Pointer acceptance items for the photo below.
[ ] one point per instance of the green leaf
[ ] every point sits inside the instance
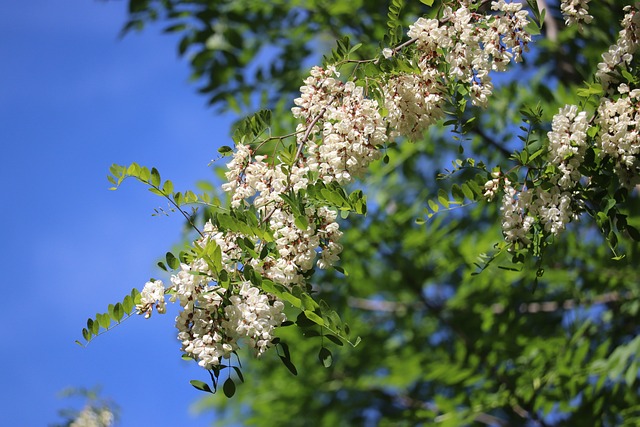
(229, 388)
(172, 261)
(155, 177)
(325, 357)
(118, 312)
(290, 366)
(127, 304)
(167, 188)
(334, 339)
(314, 317)
(202, 386)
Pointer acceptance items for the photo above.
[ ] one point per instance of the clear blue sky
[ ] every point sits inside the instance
(73, 100)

# Stated problem:
Can you copy out every line above word for word, leaving out the pictures?

# Output for this exercise:
Pointer acceptance items for the photo below.
[ ] one point per instance of the green leaf
[ ] every point sits inside the instance
(229, 388)
(172, 261)
(155, 177)
(325, 357)
(118, 312)
(290, 366)
(127, 304)
(167, 188)
(334, 339)
(314, 317)
(202, 386)
Pointer acceptance items for the photo above.
[ ] one point per instance of the clear blue sky
[ ] every point sits inside the instance
(73, 100)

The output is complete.